# Instruction
Write out every record below without changing a single character.

═════ Entries supplied

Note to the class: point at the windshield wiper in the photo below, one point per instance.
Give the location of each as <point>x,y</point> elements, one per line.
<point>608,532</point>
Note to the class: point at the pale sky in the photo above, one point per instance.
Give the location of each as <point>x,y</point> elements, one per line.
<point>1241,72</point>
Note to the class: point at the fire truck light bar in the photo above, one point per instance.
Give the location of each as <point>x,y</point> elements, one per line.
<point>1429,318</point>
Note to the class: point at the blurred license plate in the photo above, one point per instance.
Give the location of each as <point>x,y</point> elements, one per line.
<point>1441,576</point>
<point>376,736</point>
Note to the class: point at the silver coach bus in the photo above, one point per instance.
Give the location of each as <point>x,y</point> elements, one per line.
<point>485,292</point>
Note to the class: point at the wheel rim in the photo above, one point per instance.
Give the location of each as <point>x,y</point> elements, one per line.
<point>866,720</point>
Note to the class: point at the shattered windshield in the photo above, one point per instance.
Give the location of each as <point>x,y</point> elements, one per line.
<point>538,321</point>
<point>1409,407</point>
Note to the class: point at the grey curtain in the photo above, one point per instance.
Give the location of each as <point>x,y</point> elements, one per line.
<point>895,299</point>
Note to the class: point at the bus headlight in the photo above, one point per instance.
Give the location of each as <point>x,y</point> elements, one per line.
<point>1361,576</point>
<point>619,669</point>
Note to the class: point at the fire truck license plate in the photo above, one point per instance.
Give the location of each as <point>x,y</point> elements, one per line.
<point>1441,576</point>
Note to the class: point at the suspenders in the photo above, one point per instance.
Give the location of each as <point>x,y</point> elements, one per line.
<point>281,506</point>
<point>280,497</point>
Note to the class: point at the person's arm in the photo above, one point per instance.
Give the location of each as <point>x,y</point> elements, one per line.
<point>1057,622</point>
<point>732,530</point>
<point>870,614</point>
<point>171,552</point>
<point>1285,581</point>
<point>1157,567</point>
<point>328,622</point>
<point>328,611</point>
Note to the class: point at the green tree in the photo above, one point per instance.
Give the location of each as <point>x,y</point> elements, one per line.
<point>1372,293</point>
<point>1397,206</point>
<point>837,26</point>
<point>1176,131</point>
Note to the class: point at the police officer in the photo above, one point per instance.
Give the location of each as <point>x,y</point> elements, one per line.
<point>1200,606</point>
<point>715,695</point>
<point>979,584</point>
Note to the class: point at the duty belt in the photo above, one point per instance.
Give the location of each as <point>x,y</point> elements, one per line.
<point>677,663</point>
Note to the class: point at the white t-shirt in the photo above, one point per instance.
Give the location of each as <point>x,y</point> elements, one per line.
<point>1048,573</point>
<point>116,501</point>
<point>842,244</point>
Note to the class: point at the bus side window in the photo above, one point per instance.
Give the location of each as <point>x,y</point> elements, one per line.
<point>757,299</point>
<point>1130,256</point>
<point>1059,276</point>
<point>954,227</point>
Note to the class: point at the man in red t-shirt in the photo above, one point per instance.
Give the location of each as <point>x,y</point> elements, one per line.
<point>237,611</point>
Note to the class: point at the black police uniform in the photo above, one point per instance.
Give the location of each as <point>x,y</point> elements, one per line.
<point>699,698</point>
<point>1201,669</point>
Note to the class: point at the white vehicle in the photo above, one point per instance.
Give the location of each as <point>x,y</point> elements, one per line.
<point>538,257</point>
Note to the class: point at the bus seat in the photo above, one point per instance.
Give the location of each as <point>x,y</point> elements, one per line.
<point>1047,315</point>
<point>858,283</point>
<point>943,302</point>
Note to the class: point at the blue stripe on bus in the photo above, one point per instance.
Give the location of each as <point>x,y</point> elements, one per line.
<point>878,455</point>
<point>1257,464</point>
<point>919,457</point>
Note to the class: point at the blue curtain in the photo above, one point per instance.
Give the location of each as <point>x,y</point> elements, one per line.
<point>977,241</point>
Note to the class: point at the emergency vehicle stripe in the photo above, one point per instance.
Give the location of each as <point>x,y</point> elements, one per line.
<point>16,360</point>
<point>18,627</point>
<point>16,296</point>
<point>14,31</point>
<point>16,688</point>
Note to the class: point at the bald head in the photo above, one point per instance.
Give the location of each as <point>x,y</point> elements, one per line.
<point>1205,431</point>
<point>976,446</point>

══════════

# Solution below
Note to the class: point at the windshield wiper in the photo below, one point per instance.
Give the location of each as <point>x,y</point> elements, one per line.
<point>608,532</point>
Note to the class: point at the pale sky in the photo above, one point per instance.
Give the location of each as <point>x,y</point> elements, one per line.
<point>1241,72</point>
Note to the class: point at the fire truck light bar in the photo above, one point per instance.
Give the location of each as <point>x,y</point> elements, one per line.
<point>1429,318</point>
Note to the class: point at the blurred license plate in the photo above, one point per instance.
Give the location of each as <point>x,y</point> elements, one per line.
<point>1441,576</point>
<point>376,736</point>
Note to the class: point at the silver coach bus in the photo above, one point per instance.
Give the location of each as <point>x,y</point> elements, one per line.
<point>485,292</point>
Note to the class: point at the wheel rim in the photo above, one point per instance.
Give the location of each as <point>x,y</point> elements, one per line.
<point>866,720</point>
Note to the class: point at the shattered windshield in the photo above, one point per instance.
Give the location of each as <point>x,y</point> elements, one per line.
<point>538,321</point>
<point>1409,407</point>
Note to the class: point at the grey curtain in the photo above, one point per instance.
Give the location of each as <point>x,y</point> elements, one per line.
<point>895,299</point>
Note to the class: point at the bus headlight in the photo above, one point per instance.
Give the location of each as <point>x,y</point> elements, one per line.
<point>1361,576</point>
<point>619,669</point>
Note to the class: point at the fire truck license plate in the photo above, one point per instance.
Give the location of each as <point>x,y</point> elements, one per line.
<point>1441,576</point>
Note to the class: point at the suspenders in the photo above, one point per instance.
Give the location of each as <point>x,y</point> elements, one per line.
<point>281,506</point>
<point>280,497</point>
Note to the class: point at the person's arm in the photo above, one point per instance.
Give the location of each as <point>x,y</point> elements, one per line.
<point>1057,622</point>
<point>732,530</point>
<point>870,614</point>
<point>171,552</point>
<point>1285,581</point>
<point>1157,567</point>
<point>328,622</point>
<point>328,611</point>
Note to the class: point at the green tree in the photo above, one point per instance.
Give the location of each as <point>x,y</point> elements, one per line.
<point>1372,293</point>
<point>1397,206</point>
<point>837,26</point>
<point>1176,131</point>
Note to the class: point at the police officer in the photo above, one point per instance.
Give the location of each as <point>x,y</point> elements, one per line.
<point>1200,606</point>
<point>715,695</point>
<point>979,584</point>
Note to the class: point at the duty belt in the photo above, one point per instance.
Give the location of each as <point>x,y</point> elements, one per line.
<point>677,663</point>
Note to the class: point at the white t-shirt in the photo above, one point per instance.
Give the location of each as <point>x,y</point> elements, one per line.
<point>1048,573</point>
<point>116,501</point>
<point>842,244</point>
Note to the class: point at the bus side window in the photo above, one point per instance.
Give the location of each as <point>x,y</point> elements, one per line.
<point>757,299</point>
<point>1130,256</point>
<point>1059,276</point>
<point>954,227</point>
Note to the class: point at the man in red t-shirt in the photo above, one point per instance.
Give the location of each as <point>x,y</point> elements, one per line.
<point>237,611</point>
Note to the class: point at the black police uniform in the photo above, one point per instance.
Give the location of each as <point>x,y</point> elements, one per line.
<point>699,698</point>
<point>1201,669</point>
Note to the class: point at the white vehicle in the photo above, one point per instance.
Give the location of each as <point>x,y</point> elements, one per line.
<point>538,257</point>
Note to the class: point at the bus seat in the photo above, one point per instance.
Give the location of each as <point>x,y</point> elements, one per line.
<point>1047,315</point>
<point>858,283</point>
<point>943,302</point>
Note to the class: point at the blue stripe on bus in the photo above, one point per instance.
Give the location of each as <point>x,y</point> elements, one per line.
<point>878,455</point>
<point>1257,464</point>
<point>919,457</point>
Note to the class: point at the blue curtain in the photo above, one point per instance.
Give the location of each as <point>x,y</point> elements, one per line.
<point>977,241</point>
Note to the class: point at the emergency vehicle stripe in the photo above, one point per instance.
Give the location of each as <point>x,y</point> elements, one per line.
<point>16,360</point>
<point>18,627</point>
<point>16,296</point>
<point>14,31</point>
<point>16,688</point>
Note to the class: point at the bald head in the photo above, one point per instance.
Give the location of each as <point>x,y</point> elements, one per line.
<point>1205,431</point>
<point>976,446</point>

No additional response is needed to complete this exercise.